The address was illustrated by beautifully colored lantern slides revealing characteristics of Indian life and customs, also the progress of the work undertaken and amid many difficulties of the Society.
There was a fine attendance of people, from whom an appeal for assistance evoked a generous response.
Miss Boniwell also spoke in the Methodist Church on Sunday evening, on “The great and effectual Door” opened in India for Missionary activity and described the great mass movements towards Christianity of recent years, especially among the lower castes.
She said that the great need here, as in other missions, was an increased number of devoted teachers. The people were in ignorance and awaited, and in many instances welcomed, the light.
A children’s service was held on the beach Monday afternoon. This also was well attended by young folk, with a fair sprinkling of adults. Several of those present were arrayed in Eastern costume, which was amply explained by Miss Boniwell, who kept the attention of the children riveted.
Frankston Court of Petty Sessions. Monday 5th February 1917. Before Messrs S. Sherlock and V. J. Oates J’s P. RAILWAY PROSECUTIONS.
Edward Charles Crocke and Ernest Joseph McMahon were charged by Joseph Dean (a railway officer) with travelling between South Yarra and Frankston without tickets, on 18th of January last. Both defendants pleaded guilty.
Porter Lidgerwood proved the offence and stated that defendants, who were drunk, became abusive and used bad language when asked for their tickets at Frankston.
They were given in charge and when searched at the watch house by Const. Ryan, tickets to South Yarra only were found in their possession.
Defendants pleaded guilty.
Const. Ryan informed the Bench that defendants had already been punished for the bad language.
They were both returned soldiers who had been wounded in their country’s cause.
The chairman, Capt Sherlock, said that the Court would take into consideration the facts mentioned by Const. Ryan
As they were returned soldiers the Bench would be lenient, but the practice of travelling without tickets was very prevalent.
Each defendant would be fined 10s with 10s costs and 14 days’ time would be allowed to pay.

- GIVEN INSTRUCTION 1 -
Copy these entry lines exactly, starting with the line containing "For the benchmark, point out every instance of the treeline" and going on through the line containing "point(43, 39)".
The entries have no connection to the newspaper excerpt.

- RECORDED INFORMATION -
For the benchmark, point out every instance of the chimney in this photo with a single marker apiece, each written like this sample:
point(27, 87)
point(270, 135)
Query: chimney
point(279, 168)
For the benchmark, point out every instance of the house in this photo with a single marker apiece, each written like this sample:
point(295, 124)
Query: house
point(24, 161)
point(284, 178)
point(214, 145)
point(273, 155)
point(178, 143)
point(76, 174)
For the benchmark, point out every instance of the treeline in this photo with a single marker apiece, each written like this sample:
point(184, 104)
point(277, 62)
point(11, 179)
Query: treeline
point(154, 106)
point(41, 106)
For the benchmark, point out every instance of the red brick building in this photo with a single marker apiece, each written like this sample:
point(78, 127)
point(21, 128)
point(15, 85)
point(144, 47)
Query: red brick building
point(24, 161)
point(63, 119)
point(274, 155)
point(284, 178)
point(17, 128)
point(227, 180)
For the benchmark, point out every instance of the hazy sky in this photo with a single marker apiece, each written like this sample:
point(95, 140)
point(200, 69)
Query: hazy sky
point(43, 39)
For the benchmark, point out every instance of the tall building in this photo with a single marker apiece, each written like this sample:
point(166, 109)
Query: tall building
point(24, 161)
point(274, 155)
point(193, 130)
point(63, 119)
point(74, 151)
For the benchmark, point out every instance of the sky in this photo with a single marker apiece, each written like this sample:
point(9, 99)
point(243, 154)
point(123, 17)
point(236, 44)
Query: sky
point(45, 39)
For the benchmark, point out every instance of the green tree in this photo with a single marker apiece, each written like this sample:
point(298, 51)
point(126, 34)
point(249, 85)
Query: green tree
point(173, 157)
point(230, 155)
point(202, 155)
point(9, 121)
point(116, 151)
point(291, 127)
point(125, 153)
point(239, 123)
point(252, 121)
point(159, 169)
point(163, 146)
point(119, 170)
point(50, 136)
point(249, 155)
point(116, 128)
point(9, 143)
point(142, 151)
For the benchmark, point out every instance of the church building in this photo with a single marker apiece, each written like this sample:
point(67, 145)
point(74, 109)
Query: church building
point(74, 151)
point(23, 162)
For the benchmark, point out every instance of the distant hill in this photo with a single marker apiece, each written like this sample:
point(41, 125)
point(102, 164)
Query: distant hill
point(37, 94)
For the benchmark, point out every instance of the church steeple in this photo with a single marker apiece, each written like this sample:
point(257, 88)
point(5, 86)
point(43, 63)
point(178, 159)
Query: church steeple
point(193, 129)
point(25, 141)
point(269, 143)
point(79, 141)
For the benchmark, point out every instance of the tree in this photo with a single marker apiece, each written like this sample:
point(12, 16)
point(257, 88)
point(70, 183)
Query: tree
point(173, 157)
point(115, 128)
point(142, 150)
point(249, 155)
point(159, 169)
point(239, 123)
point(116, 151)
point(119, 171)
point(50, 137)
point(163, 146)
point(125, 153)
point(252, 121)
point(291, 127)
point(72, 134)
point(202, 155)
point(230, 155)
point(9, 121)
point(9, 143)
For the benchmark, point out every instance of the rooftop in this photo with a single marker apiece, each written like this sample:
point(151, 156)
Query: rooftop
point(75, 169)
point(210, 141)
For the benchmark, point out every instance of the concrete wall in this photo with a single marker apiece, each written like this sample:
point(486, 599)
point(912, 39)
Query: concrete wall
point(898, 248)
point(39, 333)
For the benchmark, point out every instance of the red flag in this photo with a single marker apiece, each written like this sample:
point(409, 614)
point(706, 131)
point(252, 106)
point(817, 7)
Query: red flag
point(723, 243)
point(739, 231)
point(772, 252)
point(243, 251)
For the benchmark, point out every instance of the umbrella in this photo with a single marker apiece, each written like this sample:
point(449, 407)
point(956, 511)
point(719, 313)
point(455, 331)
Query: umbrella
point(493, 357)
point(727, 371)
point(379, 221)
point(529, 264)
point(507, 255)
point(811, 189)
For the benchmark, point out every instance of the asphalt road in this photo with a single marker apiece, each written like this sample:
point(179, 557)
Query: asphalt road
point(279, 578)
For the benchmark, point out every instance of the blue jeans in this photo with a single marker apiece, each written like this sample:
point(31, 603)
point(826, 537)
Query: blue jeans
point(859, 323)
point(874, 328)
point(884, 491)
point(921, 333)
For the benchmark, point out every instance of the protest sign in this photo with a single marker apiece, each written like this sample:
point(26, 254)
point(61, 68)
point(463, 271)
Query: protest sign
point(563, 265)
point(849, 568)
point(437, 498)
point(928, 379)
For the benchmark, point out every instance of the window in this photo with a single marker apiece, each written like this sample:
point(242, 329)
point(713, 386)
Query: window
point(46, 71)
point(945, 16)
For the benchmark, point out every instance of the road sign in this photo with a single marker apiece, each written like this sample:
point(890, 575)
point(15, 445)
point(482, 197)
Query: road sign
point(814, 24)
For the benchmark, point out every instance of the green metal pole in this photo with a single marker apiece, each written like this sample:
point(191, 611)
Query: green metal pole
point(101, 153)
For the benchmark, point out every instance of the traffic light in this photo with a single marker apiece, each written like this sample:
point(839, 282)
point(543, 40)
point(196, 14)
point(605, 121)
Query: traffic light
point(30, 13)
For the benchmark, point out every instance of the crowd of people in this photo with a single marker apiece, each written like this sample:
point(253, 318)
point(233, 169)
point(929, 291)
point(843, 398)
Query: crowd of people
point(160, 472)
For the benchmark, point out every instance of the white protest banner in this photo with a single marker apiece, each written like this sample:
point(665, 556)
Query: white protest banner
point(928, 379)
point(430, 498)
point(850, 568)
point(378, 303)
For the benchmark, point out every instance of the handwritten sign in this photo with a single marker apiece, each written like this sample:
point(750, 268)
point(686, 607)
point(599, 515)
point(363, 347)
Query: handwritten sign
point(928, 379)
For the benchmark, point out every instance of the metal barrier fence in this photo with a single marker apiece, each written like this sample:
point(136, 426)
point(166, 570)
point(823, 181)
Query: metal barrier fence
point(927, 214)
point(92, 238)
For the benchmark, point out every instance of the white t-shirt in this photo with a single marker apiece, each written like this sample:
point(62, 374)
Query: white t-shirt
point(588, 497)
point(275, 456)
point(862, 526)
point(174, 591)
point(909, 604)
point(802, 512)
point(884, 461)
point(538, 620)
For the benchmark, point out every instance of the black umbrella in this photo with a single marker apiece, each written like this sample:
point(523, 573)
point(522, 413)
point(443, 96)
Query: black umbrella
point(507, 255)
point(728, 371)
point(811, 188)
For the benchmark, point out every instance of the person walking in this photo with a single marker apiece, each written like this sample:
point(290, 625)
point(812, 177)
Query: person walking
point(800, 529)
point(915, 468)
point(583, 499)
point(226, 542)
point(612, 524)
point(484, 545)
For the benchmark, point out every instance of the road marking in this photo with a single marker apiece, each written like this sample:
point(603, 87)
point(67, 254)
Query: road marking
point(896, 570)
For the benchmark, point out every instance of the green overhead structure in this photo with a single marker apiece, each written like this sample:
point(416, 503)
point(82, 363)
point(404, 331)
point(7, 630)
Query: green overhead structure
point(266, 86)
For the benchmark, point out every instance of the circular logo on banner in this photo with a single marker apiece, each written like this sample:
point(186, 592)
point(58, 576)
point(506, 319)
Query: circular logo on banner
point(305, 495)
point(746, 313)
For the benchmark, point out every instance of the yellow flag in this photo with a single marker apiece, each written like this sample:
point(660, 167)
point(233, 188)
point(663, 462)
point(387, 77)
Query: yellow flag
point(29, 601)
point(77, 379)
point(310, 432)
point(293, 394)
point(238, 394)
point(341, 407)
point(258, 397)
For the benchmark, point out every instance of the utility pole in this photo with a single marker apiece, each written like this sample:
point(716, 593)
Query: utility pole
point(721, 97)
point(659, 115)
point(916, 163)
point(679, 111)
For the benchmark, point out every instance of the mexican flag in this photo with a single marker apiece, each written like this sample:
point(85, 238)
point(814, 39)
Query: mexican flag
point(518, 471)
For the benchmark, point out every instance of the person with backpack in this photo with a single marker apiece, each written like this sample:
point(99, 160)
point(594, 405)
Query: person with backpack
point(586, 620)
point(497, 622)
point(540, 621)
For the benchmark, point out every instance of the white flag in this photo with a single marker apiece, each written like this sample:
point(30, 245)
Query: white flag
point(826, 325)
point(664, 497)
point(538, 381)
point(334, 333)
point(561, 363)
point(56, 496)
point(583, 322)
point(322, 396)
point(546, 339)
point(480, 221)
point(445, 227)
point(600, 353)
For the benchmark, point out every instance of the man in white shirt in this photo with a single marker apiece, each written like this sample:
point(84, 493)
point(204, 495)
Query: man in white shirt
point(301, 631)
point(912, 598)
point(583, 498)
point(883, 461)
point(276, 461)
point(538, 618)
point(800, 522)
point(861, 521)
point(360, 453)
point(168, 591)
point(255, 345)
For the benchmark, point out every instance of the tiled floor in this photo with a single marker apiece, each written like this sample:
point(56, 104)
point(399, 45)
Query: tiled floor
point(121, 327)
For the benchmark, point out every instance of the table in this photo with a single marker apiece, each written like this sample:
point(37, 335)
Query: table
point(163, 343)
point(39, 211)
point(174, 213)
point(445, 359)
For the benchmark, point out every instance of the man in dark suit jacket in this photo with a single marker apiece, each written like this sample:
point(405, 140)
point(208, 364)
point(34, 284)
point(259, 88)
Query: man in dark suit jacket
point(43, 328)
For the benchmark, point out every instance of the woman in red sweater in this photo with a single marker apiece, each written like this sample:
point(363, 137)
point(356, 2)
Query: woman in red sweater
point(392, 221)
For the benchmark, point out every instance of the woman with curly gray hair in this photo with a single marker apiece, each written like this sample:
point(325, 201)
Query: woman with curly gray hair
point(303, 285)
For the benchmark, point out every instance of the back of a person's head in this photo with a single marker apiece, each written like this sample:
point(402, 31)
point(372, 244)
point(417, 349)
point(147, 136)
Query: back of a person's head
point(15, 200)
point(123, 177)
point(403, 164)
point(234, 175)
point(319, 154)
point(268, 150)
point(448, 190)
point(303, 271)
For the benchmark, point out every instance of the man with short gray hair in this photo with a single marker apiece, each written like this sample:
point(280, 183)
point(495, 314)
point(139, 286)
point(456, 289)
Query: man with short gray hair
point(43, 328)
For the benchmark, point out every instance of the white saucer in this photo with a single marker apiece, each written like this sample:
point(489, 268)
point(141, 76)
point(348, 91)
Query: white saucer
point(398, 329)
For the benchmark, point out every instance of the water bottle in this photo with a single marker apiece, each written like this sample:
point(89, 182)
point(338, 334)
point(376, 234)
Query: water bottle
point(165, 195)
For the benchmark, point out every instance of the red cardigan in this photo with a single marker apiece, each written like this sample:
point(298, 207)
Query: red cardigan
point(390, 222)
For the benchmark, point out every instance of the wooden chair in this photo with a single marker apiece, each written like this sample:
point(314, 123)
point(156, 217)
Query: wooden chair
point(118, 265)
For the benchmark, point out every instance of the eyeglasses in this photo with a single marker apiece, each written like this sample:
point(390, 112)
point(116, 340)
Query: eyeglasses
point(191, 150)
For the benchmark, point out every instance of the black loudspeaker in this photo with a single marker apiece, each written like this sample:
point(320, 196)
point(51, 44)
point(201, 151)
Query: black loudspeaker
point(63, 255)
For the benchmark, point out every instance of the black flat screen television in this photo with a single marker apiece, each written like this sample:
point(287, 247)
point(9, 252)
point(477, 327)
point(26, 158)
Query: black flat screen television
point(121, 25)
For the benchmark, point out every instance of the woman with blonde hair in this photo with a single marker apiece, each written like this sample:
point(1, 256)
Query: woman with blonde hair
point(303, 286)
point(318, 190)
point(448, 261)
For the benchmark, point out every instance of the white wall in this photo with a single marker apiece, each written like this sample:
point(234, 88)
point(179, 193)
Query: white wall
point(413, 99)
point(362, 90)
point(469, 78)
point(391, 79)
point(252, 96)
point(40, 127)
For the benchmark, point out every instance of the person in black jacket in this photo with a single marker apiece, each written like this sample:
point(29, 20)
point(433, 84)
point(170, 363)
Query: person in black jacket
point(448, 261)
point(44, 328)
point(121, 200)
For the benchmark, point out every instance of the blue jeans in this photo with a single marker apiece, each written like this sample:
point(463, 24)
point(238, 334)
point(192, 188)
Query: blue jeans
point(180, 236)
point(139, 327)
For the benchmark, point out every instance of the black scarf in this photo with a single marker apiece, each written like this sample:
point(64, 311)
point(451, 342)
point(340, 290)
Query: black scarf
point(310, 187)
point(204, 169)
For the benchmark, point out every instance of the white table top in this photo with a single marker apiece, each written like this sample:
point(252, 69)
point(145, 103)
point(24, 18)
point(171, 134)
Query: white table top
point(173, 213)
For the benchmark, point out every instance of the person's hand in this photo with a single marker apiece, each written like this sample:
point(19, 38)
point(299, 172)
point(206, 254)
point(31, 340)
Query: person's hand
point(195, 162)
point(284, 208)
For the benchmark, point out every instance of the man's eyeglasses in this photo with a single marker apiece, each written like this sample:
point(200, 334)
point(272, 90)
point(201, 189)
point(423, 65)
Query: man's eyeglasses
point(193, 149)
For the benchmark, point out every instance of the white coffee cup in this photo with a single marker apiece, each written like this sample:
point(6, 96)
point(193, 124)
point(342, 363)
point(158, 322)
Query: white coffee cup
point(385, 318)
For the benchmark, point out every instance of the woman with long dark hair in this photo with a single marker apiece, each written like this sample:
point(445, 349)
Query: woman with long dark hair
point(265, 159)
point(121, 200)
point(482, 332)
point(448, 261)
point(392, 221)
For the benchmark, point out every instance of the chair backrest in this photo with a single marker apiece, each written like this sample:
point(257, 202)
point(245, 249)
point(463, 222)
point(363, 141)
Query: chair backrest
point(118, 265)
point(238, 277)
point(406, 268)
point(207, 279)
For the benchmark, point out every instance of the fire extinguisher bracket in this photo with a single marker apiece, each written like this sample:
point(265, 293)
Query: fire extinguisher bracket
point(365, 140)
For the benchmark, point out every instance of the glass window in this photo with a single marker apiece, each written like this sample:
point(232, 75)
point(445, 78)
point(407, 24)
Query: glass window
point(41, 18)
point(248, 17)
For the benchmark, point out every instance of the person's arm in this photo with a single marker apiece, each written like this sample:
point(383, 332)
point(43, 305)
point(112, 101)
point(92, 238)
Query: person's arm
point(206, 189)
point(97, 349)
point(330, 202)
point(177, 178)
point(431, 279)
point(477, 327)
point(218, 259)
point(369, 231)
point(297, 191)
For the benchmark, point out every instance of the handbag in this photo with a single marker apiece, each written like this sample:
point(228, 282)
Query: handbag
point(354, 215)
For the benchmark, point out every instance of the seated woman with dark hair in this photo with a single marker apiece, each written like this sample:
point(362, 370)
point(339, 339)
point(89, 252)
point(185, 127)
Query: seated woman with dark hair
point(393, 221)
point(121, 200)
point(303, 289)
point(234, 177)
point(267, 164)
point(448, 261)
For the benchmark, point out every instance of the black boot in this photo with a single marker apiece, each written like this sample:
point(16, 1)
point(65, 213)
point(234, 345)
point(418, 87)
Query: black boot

- GIVEN INSTRUCTION 2 -
Reproduce the newspaper excerpt starting with "There was a" and going on through "the children riveted.", substituting "workers" for "teachers".

- EXPECTED OUTPUT 1 -
For the benchmark, point out every instance of the treeline in this photo with a single marker apiece, each written like this sample:
point(184, 104)
point(277, 62)
point(11, 179)
Query: treeline
point(154, 106)
point(41, 106)
For the benchmark, point out every instance of the red brick building in this photo with a single marker apiece, each written like this sample:
point(78, 127)
point(21, 128)
point(15, 85)
point(144, 47)
Query: red brick building
point(24, 161)
point(63, 119)
point(274, 155)
point(284, 178)
point(17, 128)
point(227, 180)
For the benchmark, point out every instance of the hazy sky in this photo with a single marker apiece, each written like this sample:
point(95, 140)
point(200, 69)
Query: hazy sky
point(43, 39)

- EXPECTED OUTPUT 2 -
There was a fine attendance of people, from whom an appeal for assistance evoked a generous response.
Miss Boniwell also spoke in the Methodist Church on Sunday evening, on “The great and effectual Door” opened in India for Missionary activity and described the great mass movements towards Christianity of recent years, especially among the lower castes.
She said that the great need here, as in other missions, was an increased number of devoted workers. The people were in ignorance and awaited, and in many instances welcomed, the light.
A children’s service was held on the beach Monday afternoon. This also was well attended by young folk, with a fair sprinkling of adults. Several of those present were arrayed in Eastern costume, which was amply explained by Miss Boniwell, who kept the attention of the children riveted.